● **SOURCE PASSAGE**:
If Hitchcock was the master of suspense, then he was also the master of space. He stated himself that ‘you’ve got to make the setting work dramatically […] the locale must be functional’[1], an edict no doubt learnt in his time as a set designer in Germany. The manipulation of space through setting, architecture and action is essential to the narrative drive and meanings of his films. As Steven Jacobs states, ‘space in Hitchcock is far from neutral’. [2] David Thomson goes further, arguing that Hitchcock’s films embody a ‘remorseless carnival of space’.[3] This phrase captures the relentless force of suspense that fires films like Rear Window and Psycho, as well as the ludic, self-aware poise with which space is constructed in his films.

Hitchcock’s films are spatial funhouses where the control of ‘visible and invisible spaces’, and the ‘montage of known and unknown’, mimics Hitchcock’s teasing, giving and taking away of visual and narrative mastery from the viewer.[4] Both characters and viewers are lost in his maze of spaces, as Elsi Lemire asserts, we are mice ‘trapped’ by Hitchcock: ‘the ingenious, masterly builder of mousetraps’.[5] Rear Window (1953), North by Northwest (1959), and 1960’s Psycho are the subjects of this essay, though much of his oeuvre displays an awareness of the possibilities of space and innovation in its presentations.[6] They are linked by shared spatial concerns: the tension between agora- and claustrophobia, between mobility and immobility, and between male and female space. These films demonstrate the importance of space in Hitchcock’s filmmaking: it is essential to their impact, their meanings, and their uncanny afterlives.

● **DATA LINES**:
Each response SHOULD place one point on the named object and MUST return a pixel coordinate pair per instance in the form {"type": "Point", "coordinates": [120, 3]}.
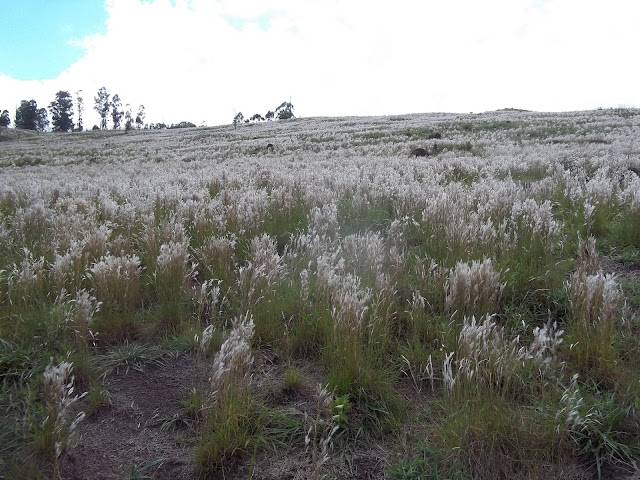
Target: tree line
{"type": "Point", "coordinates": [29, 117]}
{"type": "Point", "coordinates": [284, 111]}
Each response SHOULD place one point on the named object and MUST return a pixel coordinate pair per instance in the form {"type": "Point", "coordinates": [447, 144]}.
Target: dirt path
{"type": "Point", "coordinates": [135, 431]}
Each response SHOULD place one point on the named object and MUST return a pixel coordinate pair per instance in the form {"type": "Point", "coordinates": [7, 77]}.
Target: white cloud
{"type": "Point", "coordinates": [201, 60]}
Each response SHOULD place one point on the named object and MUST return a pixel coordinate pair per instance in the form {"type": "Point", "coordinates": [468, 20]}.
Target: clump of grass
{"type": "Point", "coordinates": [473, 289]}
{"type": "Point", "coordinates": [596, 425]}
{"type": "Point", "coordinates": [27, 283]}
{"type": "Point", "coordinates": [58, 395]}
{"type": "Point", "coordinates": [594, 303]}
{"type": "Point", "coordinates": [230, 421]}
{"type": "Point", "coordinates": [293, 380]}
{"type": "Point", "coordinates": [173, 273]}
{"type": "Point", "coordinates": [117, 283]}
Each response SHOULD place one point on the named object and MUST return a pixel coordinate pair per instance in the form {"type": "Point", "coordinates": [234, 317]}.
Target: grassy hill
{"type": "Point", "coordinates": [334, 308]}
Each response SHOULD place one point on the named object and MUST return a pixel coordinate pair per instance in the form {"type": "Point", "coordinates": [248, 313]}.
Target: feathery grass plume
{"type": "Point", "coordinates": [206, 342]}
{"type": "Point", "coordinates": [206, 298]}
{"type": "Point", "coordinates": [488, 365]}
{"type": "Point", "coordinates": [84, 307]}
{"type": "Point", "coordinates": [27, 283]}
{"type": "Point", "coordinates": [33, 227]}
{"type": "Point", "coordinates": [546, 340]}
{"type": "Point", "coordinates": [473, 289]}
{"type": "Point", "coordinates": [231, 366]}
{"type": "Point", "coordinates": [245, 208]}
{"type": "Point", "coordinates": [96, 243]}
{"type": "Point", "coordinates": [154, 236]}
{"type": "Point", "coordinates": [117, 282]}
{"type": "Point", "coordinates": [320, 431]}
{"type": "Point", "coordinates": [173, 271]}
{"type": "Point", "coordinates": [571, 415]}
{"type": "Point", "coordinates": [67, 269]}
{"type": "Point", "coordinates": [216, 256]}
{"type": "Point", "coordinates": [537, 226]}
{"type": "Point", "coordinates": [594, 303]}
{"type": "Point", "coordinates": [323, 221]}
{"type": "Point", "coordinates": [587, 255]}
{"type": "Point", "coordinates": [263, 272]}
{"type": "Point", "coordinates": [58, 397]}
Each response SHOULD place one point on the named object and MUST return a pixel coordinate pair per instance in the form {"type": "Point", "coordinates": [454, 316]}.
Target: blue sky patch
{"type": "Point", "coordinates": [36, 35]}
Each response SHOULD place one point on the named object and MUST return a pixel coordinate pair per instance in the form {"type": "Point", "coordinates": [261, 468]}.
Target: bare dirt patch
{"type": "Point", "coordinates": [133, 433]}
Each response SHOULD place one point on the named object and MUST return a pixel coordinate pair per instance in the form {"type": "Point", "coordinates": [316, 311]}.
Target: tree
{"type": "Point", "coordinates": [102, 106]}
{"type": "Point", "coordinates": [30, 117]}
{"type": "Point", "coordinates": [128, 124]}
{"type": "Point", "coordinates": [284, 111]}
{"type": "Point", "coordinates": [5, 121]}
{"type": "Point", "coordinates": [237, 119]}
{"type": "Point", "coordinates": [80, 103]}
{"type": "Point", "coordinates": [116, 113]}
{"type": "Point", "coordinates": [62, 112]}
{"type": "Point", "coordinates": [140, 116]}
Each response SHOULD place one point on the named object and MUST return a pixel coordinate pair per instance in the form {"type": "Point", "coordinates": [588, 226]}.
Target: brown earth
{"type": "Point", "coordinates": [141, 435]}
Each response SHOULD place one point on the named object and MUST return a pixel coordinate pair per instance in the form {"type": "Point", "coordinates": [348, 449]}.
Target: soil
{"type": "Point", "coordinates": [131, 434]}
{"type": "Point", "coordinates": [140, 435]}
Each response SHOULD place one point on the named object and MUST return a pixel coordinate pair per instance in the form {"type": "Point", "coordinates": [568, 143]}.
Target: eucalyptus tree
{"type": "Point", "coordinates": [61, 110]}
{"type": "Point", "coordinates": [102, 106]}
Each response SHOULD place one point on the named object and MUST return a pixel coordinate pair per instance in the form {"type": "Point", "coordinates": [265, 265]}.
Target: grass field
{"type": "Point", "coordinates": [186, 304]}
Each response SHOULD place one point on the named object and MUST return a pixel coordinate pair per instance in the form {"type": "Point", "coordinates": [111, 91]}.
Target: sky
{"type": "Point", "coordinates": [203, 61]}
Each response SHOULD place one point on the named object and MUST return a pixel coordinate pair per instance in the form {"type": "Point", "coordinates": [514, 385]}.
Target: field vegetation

● **AIM 1**:
List every Hitchcock film named in the essay on Hitchcock and space.
● **AIM 2**:
In the Hitchcock essay, what phrase does David Thomson use for what Hitchcock's films embody?
● **AIM 3**:
Please write the next part of the essay on Hitchcock and space, starting after its final sentence.
The lines above are separate material from the Hitchcock essay.

● **RIGHT ANSWER 1**:
Rear Window, Psycho, North by Northwest

● **RIGHT ANSWER 2**:
A "remorseless carnival of space."

● **RIGHT ANSWER 3**:
In North by Northwest space is used to explore the atomising effects of urban existence, and identity as an unfixed, or even unfixable, concept in twentieth century America. In Saul Bass’ kinetic typography, vertical and diagonal lines invade the green of the screen; they resolve into credits before fading reveals that they are, in fact, the reflective sides of a skyscraper which mirrors the teeming streets below. The abstract nature of city life is foregrounded: the men and women of New York are shown to exist trapped in a nexus of verticals and right angles – there is nothing natural or organic about the space of a modern American city.[7] This is made clear in the fade out that immediately follows the title sequence. We are not introduced to Cary Grant’s character, the nominal hero of the film, but we are confronted by a multitude of city shots where crowds jostle and swarm, in a riot of movement and energy (see Figure 1). The visual mastery of the viewer is usurped, and we are overwhelmed.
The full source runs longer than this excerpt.